## To do
• A. Summarize the statistics text in two sentences.
• B. In the statistics text, copy out word for word the part that opens with the words containing "While working for" and closes with "the Particle Filter.".

Supplied text start

In particular, these authors divided statistical tasks into Estimation tasks and Classification tasks. In a nutshell, an estimation task tries to put a number, or multiple numbers on a set of data, while Classification tries to interpret data as leading to a finite number of options. As a physical scientist, my background was purely in estimation tasks, and the goal of a statistical understanding of an estimation task is to place a properly-sized error bar on a graph, while the appropriate tool is the Cràmer-Rao bound I had learned from Andy.
But, in reality, we are often performing classification tasks, and the true underlying purpose of an estimation task is to distinguish between two distinct underlying theories. Astronomers love to perform classification tasks with their Type I and Type II supernovae, their Population I and Population II stars, their Elliptical, Spiral, and Irregular galaxies, etc. The workhorse of the classification task is the ROC curve.
While working for Human Network Labs, I ran into a big cultural difference in statistical analysis between scientists and engineers. As scientists, we go through distinct phases: we gather data, then we interpret data. The interpretation is done retrospectively on a complete data set. But real life is not like that. We are constantly recieving new information, and have to constantly revise our assessments based on what we've learned. Roboticists especially have to deal with data in this manner. Here, there is an emphasis on systems which can be easily updated with the introduction of new data without having to start again from scratch. I think you can learn a lot about Bayesian statistics by understanding the Particle Filter.
My latest career change into internet advertising forced a new shift into Machine Learning techniques. As I see it, in physics, there is a theory, or multiple theories, and the goal is to distinguish between multiple theories (classification) or refine the parameters of a theory (estimation). But when dealing with humans and other living things, there is no theory; humans are complex and we cannot deduce how people will act, even statistically, from first principles like we can for stars and crystals. We can only describe how people behave based on many different noisy data sources. "Learning" here can be reduced to drawing a "smooth" model through noisy data in a very high dimensional space. The best source I have found here is The Elements of Statistical Learning by Hastie, Tibshirani, and Friedman, best in part because it is freely available as a .pdf download.

Supplied text end
Dataset content start

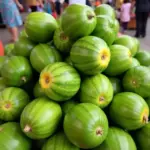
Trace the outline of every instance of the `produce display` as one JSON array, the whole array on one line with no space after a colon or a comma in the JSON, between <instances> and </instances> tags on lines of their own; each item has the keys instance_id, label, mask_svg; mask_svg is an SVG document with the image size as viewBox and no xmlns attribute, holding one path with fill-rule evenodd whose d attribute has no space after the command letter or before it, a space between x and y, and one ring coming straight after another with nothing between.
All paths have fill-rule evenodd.
<instances>
[{"instance_id":1,"label":"produce display","mask_svg":"<svg viewBox=\"0 0 150 150\"><path fill-rule=\"evenodd\" d=\"M30 13L0 57L0 150L150 150L150 53L118 32L107 4Z\"/></svg>"}]
</instances>

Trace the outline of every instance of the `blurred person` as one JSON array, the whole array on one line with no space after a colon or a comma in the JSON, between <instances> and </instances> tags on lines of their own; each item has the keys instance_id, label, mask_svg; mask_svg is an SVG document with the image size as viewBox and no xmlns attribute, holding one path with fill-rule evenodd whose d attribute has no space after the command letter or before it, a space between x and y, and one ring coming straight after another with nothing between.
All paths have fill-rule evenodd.
<instances>
[{"instance_id":1,"label":"blurred person","mask_svg":"<svg viewBox=\"0 0 150 150\"><path fill-rule=\"evenodd\" d=\"M128 23L130 21L131 3L130 0L124 0L120 9L120 21L122 26L122 33L127 30Z\"/></svg>"},{"instance_id":2,"label":"blurred person","mask_svg":"<svg viewBox=\"0 0 150 150\"><path fill-rule=\"evenodd\" d=\"M96 1L95 1L95 7L101 5L101 3L102 3L101 0L96 0Z\"/></svg>"},{"instance_id":3,"label":"blurred person","mask_svg":"<svg viewBox=\"0 0 150 150\"><path fill-rule=\"evenodd\" d=\"M136 34L135 37L145 37L147 20L150 12L150 0L136 0Z\"/></svg>"},{"instance_id":4,"label":"blurred person","mask_svg":"<svg viewBox=\"0 0 150 150\"><path fill-rule=\"evenodd\" d=\"M31 12L38 11L38 7L44 7L42 0L26 0L26 4L31 8Z\"/></svg>"},{"instance_id":5,"label":"blurred person","mask_svg":"<svg viewBox=\"0 0 150 150\"><path fill-rule=\"evenodd\" d=\"M69 0L69 5L71 4L86 4L86 0Z\"/></svg>"},{"instance_id":6,"label":"blurred person","mask_svg":"<svg viewBox=\"0 0 150 150\"><path fill-rule=\"evenodd\" d=\"M11 42L18 40L18 26L23 24L19 10L23 9L23 6L18 0L0 0L0 12L4 24L7 26L12 39Z\"/></svg>"}]
</instances>

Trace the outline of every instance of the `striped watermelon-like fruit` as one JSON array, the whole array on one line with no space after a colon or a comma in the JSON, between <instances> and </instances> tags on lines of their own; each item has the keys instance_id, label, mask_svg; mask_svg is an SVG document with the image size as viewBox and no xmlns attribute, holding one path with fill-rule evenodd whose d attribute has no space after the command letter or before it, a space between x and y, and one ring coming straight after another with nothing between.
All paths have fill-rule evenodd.
<instances>
[{"instance_id":1,"label":"striped watermelon-like fruit","mask_svg":"<svg viewBox=\"0 0 150 150\"><path fill-rule=\"evenodd\" d=\"M25 32L32 41L38 43L51 41L57 27L54 17L44 12L30 13L25 21Z\"/></svg>"},{"instance_id":2,"label":"striped watermelon-like fruit","mask_svg":"<svg viewBox=\"0 0 150 150\"><path fill-rule=\"evenodd\" d=\"M93 103L100 108L105 108L113 98L113 87L109 79L102 75L87 77L80 88L80 101Z\"/></svg>"},{"instance_id":3,"label":"striped watermelon-like fruit","mask_svg":"<svg viewBox=\"0 0 150 150\"><path fill-rule=\"evenodd\" d=\"M1 75L9 86L21 86L32 77L29 61L23 56L12 56L5 61Z\"/></svg>"},{"instance_id":4,"label":"striped watermelon-like fruit","mask_svg":"<svg viewBox=\"0 0 150 150\"><path fill-rule=\"evenodd\" d=\"M110 51L111 60L105 73L109 76L117 76L127 71L132 64L130 50L122 45L112 45Z\"/></svg>"},{"instance_id":5,"label":"striped watermelon-like fruit","mask_svg":"<svg viewBox=\"0 0 150 150\"><path fill-rule=\"evenodd\" d=\"M120 128L110 127L105 141L93 150L137 150L137 148L129 133Z\"/></svg>"},{"instance_id":6,"label":"striped watermelon-like fruit","mask_svg":"<svg viewBox=\"0 0 150 150\"><path fill-rule=\"evenodd\" d=\"M55 30L53 41L59 51L63 53L70 52L73 41L67 35L65 35L61 28Z\"/></svg>"},{"instance_id":7,"label":"striped watermelon-like fruit","mask_svg":"<svg viewBox=\"0 0 150 150\"><path fill-rule=\"evenodd\" d=\"M24 107L29 103L28 94L16 87L9 87L0 92L0 119L15 121L19 119Z\"/></svg>"},{"instance_id":8,"label":"striped watermelon-like fruit","mask_svg":"<svg viewBox=\"0 0 150 150\"><path fill-rule=\"evenodd\" d=\"M31 52L30 62L32 67L41 72L48 64L61 61L61 55L48 44L38 44Z\"/></svg>"},{"instance_id":9,"label":"striped watermelon-like fruit","mask_svg":"<svg viewBox=\"0 0 150 150\"><path fill-rule=\"evenodd\" d=\"M96 15L87 5L72 4L61 16L61 27L71 39L90 35L96 26Z\"/></svg>"},{"instance_id":10,"label":"striped watermelon-like fruit","mask_svg":"<svg viewBox=\"0 0 150 150\"><path fill-rule=\"evenodd\" d=\"M92 149L106 139L108 120L98 106L81 103L65 115L63 127L71 143L79 148Z\"/></svg>"},{"instance_id":11,"label":"striped watermelon-like fruit","mask_svg":"<svg viewBox=\"0 0 150 150\"><path fill-rule=\"evenodd\" d=\"M20 124L7 122L0 125L1 150L29 150L32 142L21 131Z\"/></svg>"},{"instance_id":12,"label":"striped watermelon-like fruit","mask_svg":"<svg viewBox=\"0 0 150 150\"><path fill-rule=\"evenodd\" d=\"M21 37L14 45L13 54L16 56L29 57L35 46L36 44L28 37Z\"/></svg>"},{"instance_id":13,"label":"striped watermelon-like fruit","mask_svg":"<svg viewBox=\"0 0 150 150\"><path fill-rule=\"evenodd\" d=\"M44 139L55 132L61 116L59 104L40 97L24 108L20 119L21 129L31 139Z\"/></svg>"},{"instance_id":14,"label":"striped watermelon-like fruit","mask_svg":"<svg viewBox=\"0 0 150 150\"><path fill-rule=\"evenodd\" d=\"M104 40L95 36L85 36L73 45L70 56L78 70L88 75L95 75L107 68L110 50Z\"/></svg>"},{"instance_id":15,"label":"striped watermelon-like fruit","mask_svg":"<svg viewBox=\"0 0 150 150\"><path fill-rule=\"evenodd\" d=\"M49 98L56 101L64 101L70 99L78 92L80 76L69 64L57 62L43 69L39 83Z\"/></svg>"},{"instance_id":16,"label":"striped watermelon-like fruit","mask_svg":"<svg viewBox=\"0 0 150 150\"><path fill-rule=\"evenodd\" d=\"M50 137L44 144L42 150L80 150L69 142L63 132L58 132Z\"/></svg>"}]
</instances>

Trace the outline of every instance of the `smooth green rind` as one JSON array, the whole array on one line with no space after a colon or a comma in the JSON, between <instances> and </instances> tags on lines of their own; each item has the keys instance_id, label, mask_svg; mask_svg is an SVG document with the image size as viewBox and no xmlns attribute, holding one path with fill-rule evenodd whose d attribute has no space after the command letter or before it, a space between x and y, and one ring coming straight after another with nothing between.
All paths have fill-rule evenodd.
<instances>
[{"instance_id":1,"label":"smooth green rind","mask_svg":"<svg viewBox=\"0 0 150 150\"><path fill-rule=\"evenodd\" d=\"M96 15L87 5L72 4L61 16L61 27L71 39L90 35L96 26Z\"/></svg>"},{"instance_id":2,"label":"smooth green rind","mask_svg":"<svg viewBox=\"0 0 150 150\"><path fill-rule=\"evenodd\" d=\"M110 77L109 80L113 86L114 95L116 95L117 93L120 93L122 91L121 80L115 77Z\"/></svg>"},{"instance_id":3,"label":"smooth green rind","mask_svg":"<svg viewBox=\"0 0 150 150\"><path fill-rule=\"evenodd\" d=\"M137 148L129 133L110 127L105 141L93 150L137 150Z\"/></svg>"},{"instance_id":4,"label":"smooth green rind","mask_svg":"<svg viewBox=\"0 0 150 150\"><path fill-rule=\"evenodd\" d=\"M44 144L42 150L80 150L69 142L63 132L56 133Z\"/></svg>"},{"instance_id":5,"label":"smooth green rind","mask_svg":"<svg viewBox=\"0 0 150 150\"><path fill-rule=\"evenodd\" d=\"M1 72L3 72L2 67L4 65L4 62L8 59L7 56L0 56L0 76L1 76Z\"/></svg>"},{"instance_id":6,"label":"smooth green rind","mask_svg":"<svg viewBox=\"0 0 150 150\"><path fill-rule=\"evenodd\" d=\"M32 42L29 38L22 37L15 43L13 54L16 56L29 57L32 49L35 46L36 44Z\"/></svg>"},{"instance_id":7,"label":"smooth green rind","mask_svg":"<svg viewBox=\"0 0 150 150\"><path fill-rule=\"evenodd\" d=\"M94 148L106 139L108 120L98 106L90 103L78 104L66 114L64 132L77 147Z\"/></svg>"},{"instance_id":8,"label":"smooth green rind","mask_svg":"<svg viewBox=\"0 0 150 150\"><path fill-rule=\"evenodd\" d=\"M25 31L34 42L51 41L56 28L58 28L58 24L54 17L44 12L30 13L25 21Z\"/></svg>"},{"instance_id":9,"label":"smooth green rind","mask_svg":"<svg viewBox=\"0 0 150 150\"><path fill-rule=\"evenodd\" d=\"M140 66L140 62L136 58L132 58L132 64L130 66L130 69L137 66Z\"/></svg>"},{"instance_id":10,"label":"smooth green rind","mask_svg":"<svg viewBox=\"0 0 150 150\"><path fill-rule=\"evenodd\" d=\"M110 105L111 119L122 128L136 130L146 125L149 108L145 100L131 92L123 92L114 96Z\"/></svg>"},{"instance_id":11,"label":"smooth green rind","mask_svg":"<svg viewBox=\"0 0 150 150\"><path fill-rule=\"evenodd\" d=\"M96 15L106 15L111 17L112 19L115 19L115 11L114 9L107 4L101 4L95 9Z\"/></svg>"},{"instance_id":12,"label":"smooth green rind","mask_svg":"<svg viewBox=\"0 0 150 150\"><path fill-rule=\"evenodd\" d=\"M132 38L134 39L134 42L135 42L135 44L137 46L137 52L138 52L140 50L140 41L137 38L134 38L134 37L132 37Z\"/></svg>"},{"instance_id":13,"label":"smooth green rind","mask_svg":"<svg viewBox=\"0 0 150 150\"><path fill-rule=\"evenodd\" d=\"M51 136L62 116L59 104L46 97L30 102L21 114L21 129L31 139L44 139Z\"/></svg>"},{"instance_id":14,"label":"smooth green rind","mask_svg":"<svg viewBox=\"0 0 150 150\"><path fill-rule=\"evenodd\" d=\"M110 50L104 40L95 36L85 36L73 44L70 58L78 70L88 75L95 75L107 68Z\"/></svg>"},{"instance_id":15,"label":"smooth green rind","mask_svg":"<svg viewBox=\"0 0 150 150\"><path fill-rule=\"evenodd\" d=\"M58 28L55 30L53 41L59 51L63 53L70 52L73 41L71 41L70 38L64 34L62 29Z\"/></svg>"},{"instance_id":16,"label":"smooth green rind","mask_svg":"<svg viewBox=\"0 0 150 150\"><path fill-rule=\"evenodd\" d=\"M5 55L12 56L13 55L13 49L14 49L14 43L7 44L4 47Z\"/></svg>"},{"instance_id":17,"label":"smooth green rind","mask_svg":"<svg viewBox=\"0 0 150 150\"><path fill-rule=\"evenodd\" d=\"M12 56L2 67L1 75L6 85L21 86L32 77L32 68L29 61L23 56Z\"/></svg>"},{"instance_id":18,"label":"smooth green rind","mask_svg":"<svg viewBox=\"0 0 150 150\"><path fill-rule=\"evenodd\" d=\"M0 125L0 149L30 150L31 141L22 133L18 123L4 123Z\"/></svg>"},{"instance_id":19,"label":"smooth green rind","mask_svg":"<svg viewBox=\"0 0 150 150\"><path fill-rule=\"evenodd\" d=\"M112 45L118 34L118 24L106 15L97 16L97 25L92 35L102 38L108 45Z\"/></svg>"},{"instance_id":20,"label":"smooth green rind","mask_svg":"<svg viewBox=\"0 0 150 150\"><path fill-rule=\"evenodd\" d=\"M6 87L7 85L5 84L5 80L0 77L0 92L3 91Z\"/></svg>"},{"instance_id":21,"label":"smooth green rind","mask_svg":"<svg viewBox=\"0 0 150 150\"><path fill-rule=\"evenodd\" d=\"M66 114L67 114L70 110L72 110L72 108L73 108L74 106L76 106L77 104L78 104L78 102L75 101L74 99L64 102L64 103L61 105L63 114L66 115Z\"/></svg>"},{"instance_id":22,"label":"smooth green rind","mask_svg":"<svg viewBox=\"0 0 150 150\"><path fill-rule=\"evenodd\" d=\"M143 98L150 97L150 69L145 66L131 68L123 77L123 87Z\"/></svg>"},{"instance_id":23,"label":"smooth green rind","mask_svg":"<svg viewBox=\"0 0 150 150\"><path fill-rule=\"evenodd\" d=\"M117 19L114 20L115 31L117 32L116 38L118 37L118 32L120 31L120 23Z\"/></svg>"},{"instance_id":24,"label":"smooth green rind","mask_svg":"<svg viewBox=\"0 0 150 150\"><path fill-rule=\"evenodd\" d=\"M106 76L97 74L82 81L80 88L80 101L82 103L93 103L100 108L105 108L112 101L112 98L113 87Z\"/></svg>"},{"instance_id":25,"label":"smooth green rind","mask_svg":"<svg viewBox=\"0 0 150 150\"><path fill-rule=\"evenodd\" d=\"M15 121L20 118L24 107L29 103L28 94L16 87L9 87L0 92L0 119Z\"/></svg>"},{"instance_id":26,"label":"smooth green rind","mask_svg":"<svg viewBox=\"0 0 150 150\"><path fill-rule=\"evenodd\" d=\"M115 41L114 44L122 45L127 47L130 51L132 56L135 56L137 51L138 51L138 45L135 39L131 36L128 35L122 35L118 37Z\"/></svg>"},{"instance_id":27,"label":"smooth green rind","mask_svg":"<svg viewBox=\"0 0 150 150\"><path fill-rule=\"evenodd\" d=\"M138 150L149 150L150 148L150 122L140 130L134 132L134 139Z\"/></svg>"},{"instance_id":28,"label":"smooth green rind","mask_svg":"<svg viewBox=\"0 0 150 150\"><path fill-rule=\"evenodd\" d=\"M150 110L150 98L147 98L147 99L146 99L146 103L148 104L149 110Z\"/></svg>"},{"instance_id":29,"label":"smooth green rind","mask_svg":"<svg viewBox=\"0 0 150 150\"><path fill-rule=\"evenodd\" d=\"M28 37L28 35L27 35L25 29L23 29L23 30L20 32L20 34L19 34L19 38L22 38L22 37Z\"/></svg>"},{"instance_id":30,"label":"smooth green rind","mask_svg":"<svg viewBox=\"0 0 150 150\"><path fill-rule=\"evenodd\" d=\"M48 44L38 44L31 52L30 62L32 67L41 72L48 64L62 61L59 52Z\"/></svg>"},{"instance_id":31,"label":"smooth green rind","mask_svg":"<svg viewBox=\"0 0 150 150\"><path fill-rule=\"evenodd\" d=\"M33 89L33 95L35 98L45 96L44 91L42 90L39 82L37 82Z\"/></svg>"},{"instance_id":32,"label":"smooth green rind","mask_svg":"<svg viewBox=\"0 0 150 150\"><path fill-rule=\"evenodd\" d=\"M142 66L150 66L150 52L140 51L136 54L135 58L140 62Z\"/></svg>"},{"instance_id":33,"label":"smooth green rind","mask_svg":"<svg viewBox=\"0 0 150 150\"><path fill-rule=\"evenodd\" d=\"M132 64L130 50L122 45L110 46L111 59L104 71L109 76L117 76L127 71Z\"/></svg>"},{"instance_id":34,"label":"smooth green rind","mask_svg":"<svg viewBox=\"0 0 150 150\"><path fill-rule=\"evenodd\" d=\"M68 56L68 57L65 59L65 62L66 62L67 64L73 66L73 63L72 63L72 61L71 61L70 56Z\"/></svg>"},{"instance_id":35,"label":"smooth green rind","mask_svg":"<svg viewBox=\"0 0 150 150\"><path fill-rule=\"evenodd\" d=\"M52 79L49 88L43 88L41 85L44 74L48 74ZM42 70L39 82L49 98L55 101L65 101L78 92L81 79L72 66L64 62L57 62L46 66Z\"/></svg>"}]
</instances>

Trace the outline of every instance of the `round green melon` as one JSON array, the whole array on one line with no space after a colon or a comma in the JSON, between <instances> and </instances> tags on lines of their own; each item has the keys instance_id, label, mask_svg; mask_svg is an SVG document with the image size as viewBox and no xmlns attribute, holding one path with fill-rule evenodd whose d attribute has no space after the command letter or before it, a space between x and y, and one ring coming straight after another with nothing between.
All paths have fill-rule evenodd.
<instances>
[{"instance_id":1,"label":"round green melon","mask_svg":"<svg viewBox=\"0 0 150 150\"><path fill-rule=\"evenodd\" d=\"M25 29L23 29L23 30L20 32L20 34L19 34L19 38L22 38L22 37L28 37L28 35L27 35Z\"/></svg>"},{"instance_id":2,"label":"round green melon","mask_svg":"<svg viewBox=\"0 0 150 150\"><path fill-rule=\"evenodd\" d=\"M12 56L13 49L14 49L14 43L6 44L6 46L4 47L5 55Z\"/></svg>"},{"instance_id":3,"label":"round green melon","mask_svg":"<svg viewBox=\"0 0 150 150\"><path fill-rule=\"evenodd\" d=\"M72 61L71 61L70 56L68 56L68 57L65 59L65 62L66 62L67 64L73 66L73 63L72 63Z\"/></svg>"},{"instance_id":4,"label":"round green melon","mask_svg":"<svg viewBox=\"0 0 150 150\"><path fill-rule=\"evenodd\" d=\"M39 83L49 98L55 101L65 101L78 92L80 76L69 64L57 62L42 70Z\"/></svg>"},{"instance_id":5,"label":"round green melon","mask_svg":"<svg viewBox=\"0 0 150 150\"><path fill-rule=\"evenodd\" d=\"M63 132L58 132L50 137L44 144L42 150L80 150L69 142Z\"/></svg>"},{"instance_id":6,"label":"round green melon","mask_svg":"<svg viewBox=\"0 0 150 150\"><path fill-rule=\"evenodd\" d=\"M120 93L122 91L122 84L121 84L120 79L115 78L115 77L110 77L109 80L113 86L114 95L116 95L117 93Z\"/></svg>"},{"instance_id":7,"label":"round green melon","mask_svg":"<svg viewBox=\"0 0 150 150\"><path fill-rule=\"evenodd\" d=\"M30 13L25 21L25 32L28 37L39 43L51 41L57 27L54 17L44 12Z\"/></svg>"},{"instance_id":8,"label":"round green melon","mask_svg":"<svg viewBox=\"0 0 150 150\"><path fill-rule=\"evenodd\" d=\"M61 27L71 39L90 35L96 26L96 15L87 5L72 4L61 16Z\"/></svg>"},{"instance_id":9,"label":"round green melon","mask_svg":"<svg viewBox=\"0 0 150 150\"><path fill-rule=\"evenodd\" d=\"M137 150L137 148L129 133L120 128L110 127L105 141L93 150Z\"/></svg>"},{"instance_id":10,"label":"round green melon","mask_svg":"<svg viewBox=\"0 0 150 150\"><path fill-rule=\"evenodd\" d=\"M80 101L82 103L93 103L100 108L109 105L113 98L113 87L109 79L102 75L85 78L81 83Z\"/></svg>"},{"instance_id":11,"label":"round green melon","mask_svg":"<svg viewBox=\"0 0 150 150\"><path fill-rule=\"evenodd\" d=\"M36 44L29 40L29 38L22 37L15 43L13 54L16 56L29 57L35 46Z\"/></svg>"},{"instance_id":12,"label":"round green melon","mask_svg":"<svg viewBox=\"0 0 150 150\"><path fill-rule=\"evenodd\" d=\"M112 19L115 19L115 11L114 9L108 4L101 4L95 9L96 15L107 15Z\"/></svg>"},{"instance_id":13,"label":"round green melon","mask_svg":"<svg viewBox=\"0 0 150 150\"><path fill-rule=\"evenodd\" d=\"M130 50L122 45L110 46L111 59L105 70L109 76L117 76L127 71L132 63L132 56Z\"/></svg>"},{"instance_id":14,"label":"round green melon","mask_svg":"<svg viewBox=\"0 0 150 150\"><path fill-rule=\"evenodd\" d=\"M29 103L28 94L16 87L9 87L0 92L0 119L15 121L19 119L24 107Z\"/></svg>"},{"instance_id":15,"label":"round green melon","mask_svg":"<svg viewBox=\"0 0 150 150\"><path fill-rule=\"evenodd\" d=\"M130 68L134 68L137 66L140 66L140 62L136 58L132 58L132 64L131 64Z\"/></svg>"},{"instance_id":16,"label":"round green melon","mask_svg":"<svg viewBox=\"0 0 150 150\"><path fill-rule=\"evenodd\" d=\"M0 92L3 91L7 87L5 80L0 77Z\"/></svg>"},{"instance_id":17,"label":"round green melon","mask_svg":"<svg viewBox=\"0 0 150 150\"><path fill-rule=\"evenodd\" d=\"M127 130L136 130L148 122L149 108L145 100L131 92L116 94L110 105L111 119Z\"/></svg>"},{"instance_id":18,"label":"round green melon","mask_svg":"<svg viewBox=\"0 0 150 150\"><path fill-rule=\"evenodd\" d=\"M16 122L7 122L0 125L1 150L30 150L31 141L22 133Z\"/></svg>"},{"instance_id":19,"label":"round green melon","mask_svg":"<svg viewBox=\"0 0 150 150\"><path fill-rule=\"evenodd\" d=\"M64 102L62 105L61 105L61 108L62 108L62 112L64 115L66 115L70 110L72 110L72 108L74 106L76 106L78 104L78 102L74 99L71 99L69 101L66 101Z\"/></svg>"},{"instance_id":20,"label":"round green melon","mask_svg":"<svg viewBox=\"0 0 150 150\"><path fill-rule=\"evenodd\" d=\"M85 36L73 45L71 61L79 71L87 75L103 72L110 61L110 50L106 42L95 36Z\"/></svg>"},{"instance_id":21,"label":"round green melon","mask_svg":"<svg viewBox=\"0 0 150 150\"><path fill-rule=\"evenodd\" d=\"M150 98L147 98L147 99L146 99L146 103L148 104L149 110L150 110Z\"/></svg>"},{"instance_id":22,"label":"round green melon","mask_svg":"<svg viewBox=\"0 0 150 150\"><path fill-rule=\"evenodd\" d=\"M39 82L37 82L34 86L34 89L33 89L33 95L34 97L42 97L42 96L45 96L45 93L44 91L42 90Z\"/></svg>"},{"instance_id":23,"label":"round green melon","mask_svg":"<svg viewBox=\"0 0 150 150\"><path fill-rule=\"evenodd\" d=\"M140 50L140 41L137 38L134 38L134 37L132 37L132 38L134 39L134 42L135 42L135 44L137 46L137 52L138 52Z\"/></svg>"},{"instance_id":24,"label":"round green melon","mask_svg":"<svg viewBox=\"0 0 150 150\"><path fill-rule=\"evenodd\" d=\"M77 147L91 149L106 139L108 120L98 106L91 103L78 104L66 114L64 132Z\"/></svg>"},{"instance_id":25,"label":"round green melon","mask_svg":"<svg viewBox=\"0 0 150 150\"><path fill-rule=\"evenodd\" d=\"M12 56L5 61L1 75L6 85L21 86L31 79L32 68L25 57Z\"/></svg>"},{"instance_id":26,"label":"round green melon","mask_svg":"<svg viewBox=\"0 0 150 150\"><path fill-rule=\"evenodd\" d=\"M65 35L61 28L55 30L54 37L53 37L54 45L56 48L64 53L68 53L71 50L73 41Z\"/></svg>"},{"instance_id":27,"label":"round green melon","mask_svg":"<svg viewBox=\"0 0 150 150\"><path fill-rule=\"evenodd\" d=\"M21 129L31 139L44 139L55 132L61 116L59 104L40 97L24 108L20 120Z\"/></svg>"},{"instance_id":28,"label":"round green melon","mask_svg":"<svg viewBox=\"0 0 150 150\"><path fill-rule=\"evenodd\" d=\"M150 97L150 69L145 66L131 68L123 77L123 87L144 98Z\"/></svg>"},{"instance_id":29,"label":"round green melon","mask_svg":"<svg viewBox=\"0 0 150 150\"><path fill-rule=\"evenodd\" d=\"M142 66L150 66L150 52L140 51L136 54L135 58Z\"/></svg>"},{"instance_id":30,"label":"round green melon","mask_svg":"<svg viewBox=\"0 0 150 150\"><path fill-rule=\"evenodd\" d=\"M131 36L128 35L122 35L118 37L115 41L114 44L119 44L123 45L131 51L132 56L135 56L137 51L138 51L138 45L135 39Z\"/></svg>"},{"instance_id":31,"label":"round green melon","mask_svg":"<svg viewBox=\"0 0 150 150\"><path fill-rule=\"evenodd\" d=\"M52 46L48 44L38 44L31 52L30 62L32 67L41 72L48 64L61 61L61 55Z\"/></svg>"},{"instance_id":32,"label":"round green melon","mask_svg":"<svg viewBox=\"0 0 150 150\"><path fill-rule=\"evenodd\" d=\"M0 76L1 76L1 72L3 72L2 67L4 65L4 62L8 59L7 56L0 56Z\"/></svg>"},{"instance_id":33,"label":"round green melon","mask_svg":"<svg viewBox=\"0 0 150 150\"><path fill-rule=\"evenodd\" d=\"M102 38L108 45L112 45L118 34L118 24L106 15L97 16L97 25L92 35Z\"/></svg>"},{"instance_id":34,"label":"round green melon","mask_svg":"<svg viewBox=\"0 0 150 150\"><path fill-rule=\"evenodd\" d=\"M118 33L120 31L120 23L117 19L114 20L114 29ZM116 35L116 38L118 37L118 34Z\"/></svg>"},{"instance_id":35,"label":"round green melon","mask_svg":"<svg viewBox=\"0 0 150 150\"><path fill-rule=\"evenodd\" d=\"M135 142L139 150L150 149L150 122L143 128L134 132Z\"/></svg>"}]
</instances>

Dataset content end

## Answers in order
• A. The statistics text divides statistical tasks into estimation, which puts one or more numbers on data, and classification, which interprets data as leading to a finite number of options. It adds that, unlike scientists who analyze a complete data set afterward, fields such as robotics must keep revising assessments as new information arrives, while machine learning about human behavior has no underlying theory and instead draws a smooth model through noisy, high-dimensional data.

• B.
While working for Human Network Labs, I ran into a big cultural difference in statistical analysis between scientists and engineers. As scientists, we go through distinct phases: we gather data, then we interpret data. The interpretation is done retrospectively on a complete data set. But real life is not like that. We are constantly recieving new information, and have to constantly revise our assessments based on what we've learned. Roboticists especially have to deal with data in this manner. Here, there is an emphasis on systems which can be easily updated with the introduction of new data without having to start again from scratch. I think you can learn a lot about Bayesian statistics by understanding the Particle Filter.